== Exercise ==
Count the rows that contain the word "sandy" and reply with the number alone.

== Data listing ==

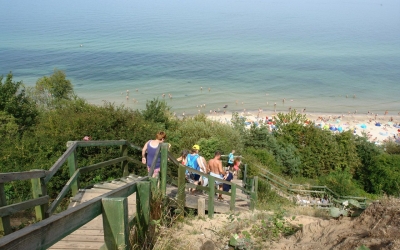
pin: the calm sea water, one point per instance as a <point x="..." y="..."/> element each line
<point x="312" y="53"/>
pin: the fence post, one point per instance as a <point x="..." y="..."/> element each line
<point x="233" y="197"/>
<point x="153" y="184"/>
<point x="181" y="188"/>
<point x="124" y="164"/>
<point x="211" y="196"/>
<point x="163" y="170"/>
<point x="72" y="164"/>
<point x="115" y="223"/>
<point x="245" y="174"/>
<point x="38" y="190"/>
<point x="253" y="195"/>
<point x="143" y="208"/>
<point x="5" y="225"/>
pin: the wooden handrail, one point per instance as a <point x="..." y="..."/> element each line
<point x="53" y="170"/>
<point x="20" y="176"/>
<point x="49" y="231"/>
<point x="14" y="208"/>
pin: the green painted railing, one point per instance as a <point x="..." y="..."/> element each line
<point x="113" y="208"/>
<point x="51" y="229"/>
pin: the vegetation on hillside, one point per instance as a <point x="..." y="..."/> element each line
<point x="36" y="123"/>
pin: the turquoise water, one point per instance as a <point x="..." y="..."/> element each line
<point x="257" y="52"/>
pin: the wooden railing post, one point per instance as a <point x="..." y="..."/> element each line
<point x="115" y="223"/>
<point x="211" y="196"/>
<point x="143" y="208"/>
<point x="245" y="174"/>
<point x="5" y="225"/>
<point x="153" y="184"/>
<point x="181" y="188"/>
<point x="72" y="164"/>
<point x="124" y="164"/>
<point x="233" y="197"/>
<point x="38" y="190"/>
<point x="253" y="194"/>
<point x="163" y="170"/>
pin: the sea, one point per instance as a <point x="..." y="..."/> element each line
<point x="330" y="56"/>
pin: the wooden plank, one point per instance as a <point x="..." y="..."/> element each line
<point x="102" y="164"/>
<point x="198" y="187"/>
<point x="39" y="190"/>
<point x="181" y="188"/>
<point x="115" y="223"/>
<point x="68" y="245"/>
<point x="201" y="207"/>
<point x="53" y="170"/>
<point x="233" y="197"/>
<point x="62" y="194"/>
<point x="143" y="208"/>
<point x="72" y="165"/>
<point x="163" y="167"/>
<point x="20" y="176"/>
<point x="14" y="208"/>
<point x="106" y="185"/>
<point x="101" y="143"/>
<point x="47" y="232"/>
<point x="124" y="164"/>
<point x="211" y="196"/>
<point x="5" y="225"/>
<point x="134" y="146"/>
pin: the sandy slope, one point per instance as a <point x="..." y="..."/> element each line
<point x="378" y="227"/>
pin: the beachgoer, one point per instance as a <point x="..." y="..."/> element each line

--

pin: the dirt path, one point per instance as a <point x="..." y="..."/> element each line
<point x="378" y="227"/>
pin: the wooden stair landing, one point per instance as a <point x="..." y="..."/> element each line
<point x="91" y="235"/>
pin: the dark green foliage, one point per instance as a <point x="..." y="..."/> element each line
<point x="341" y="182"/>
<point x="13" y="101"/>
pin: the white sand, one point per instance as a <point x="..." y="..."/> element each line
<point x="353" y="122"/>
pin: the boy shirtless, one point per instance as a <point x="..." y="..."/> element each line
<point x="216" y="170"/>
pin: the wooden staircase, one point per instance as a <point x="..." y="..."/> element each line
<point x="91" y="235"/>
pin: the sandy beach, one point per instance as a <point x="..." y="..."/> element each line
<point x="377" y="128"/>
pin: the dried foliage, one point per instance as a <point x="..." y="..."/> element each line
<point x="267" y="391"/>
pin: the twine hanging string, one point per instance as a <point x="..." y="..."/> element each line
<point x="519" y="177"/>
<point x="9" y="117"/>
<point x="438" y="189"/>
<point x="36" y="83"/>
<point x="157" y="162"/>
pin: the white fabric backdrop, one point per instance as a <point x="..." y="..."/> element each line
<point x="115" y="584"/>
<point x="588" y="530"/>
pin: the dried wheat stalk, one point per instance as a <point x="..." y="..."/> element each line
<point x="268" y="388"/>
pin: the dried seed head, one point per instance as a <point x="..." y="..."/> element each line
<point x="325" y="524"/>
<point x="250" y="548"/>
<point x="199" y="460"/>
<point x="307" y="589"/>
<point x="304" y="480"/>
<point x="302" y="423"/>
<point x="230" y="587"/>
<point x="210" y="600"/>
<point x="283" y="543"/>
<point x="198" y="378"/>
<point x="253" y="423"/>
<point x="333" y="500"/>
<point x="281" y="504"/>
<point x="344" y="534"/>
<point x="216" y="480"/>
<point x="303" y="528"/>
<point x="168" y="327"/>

==

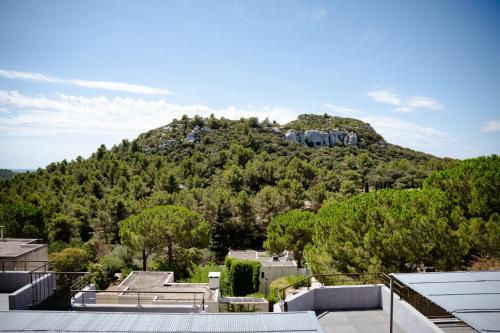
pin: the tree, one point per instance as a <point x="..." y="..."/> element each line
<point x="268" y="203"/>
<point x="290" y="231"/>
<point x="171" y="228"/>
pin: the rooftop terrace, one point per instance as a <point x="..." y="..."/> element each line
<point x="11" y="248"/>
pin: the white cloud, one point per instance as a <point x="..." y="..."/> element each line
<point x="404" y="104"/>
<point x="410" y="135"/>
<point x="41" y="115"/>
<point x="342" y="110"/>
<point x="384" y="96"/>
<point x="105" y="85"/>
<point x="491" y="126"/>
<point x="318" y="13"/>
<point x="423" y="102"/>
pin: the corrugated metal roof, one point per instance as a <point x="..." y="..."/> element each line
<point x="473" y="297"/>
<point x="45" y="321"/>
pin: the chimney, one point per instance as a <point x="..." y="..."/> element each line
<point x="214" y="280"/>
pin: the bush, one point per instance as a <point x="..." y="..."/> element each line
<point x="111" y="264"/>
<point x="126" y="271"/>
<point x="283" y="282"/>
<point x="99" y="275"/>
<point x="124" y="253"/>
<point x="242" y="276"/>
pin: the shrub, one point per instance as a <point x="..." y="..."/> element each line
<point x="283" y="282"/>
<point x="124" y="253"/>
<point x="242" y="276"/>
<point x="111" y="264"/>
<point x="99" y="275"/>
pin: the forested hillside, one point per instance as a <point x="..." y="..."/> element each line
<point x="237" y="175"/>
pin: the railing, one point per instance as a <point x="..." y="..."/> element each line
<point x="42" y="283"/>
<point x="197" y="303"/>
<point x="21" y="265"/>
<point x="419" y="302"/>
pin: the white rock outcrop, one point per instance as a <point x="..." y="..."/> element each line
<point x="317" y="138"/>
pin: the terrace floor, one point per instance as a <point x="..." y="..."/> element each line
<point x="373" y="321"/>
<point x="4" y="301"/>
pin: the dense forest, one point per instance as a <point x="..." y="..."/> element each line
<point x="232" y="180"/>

== Output for this task ==
2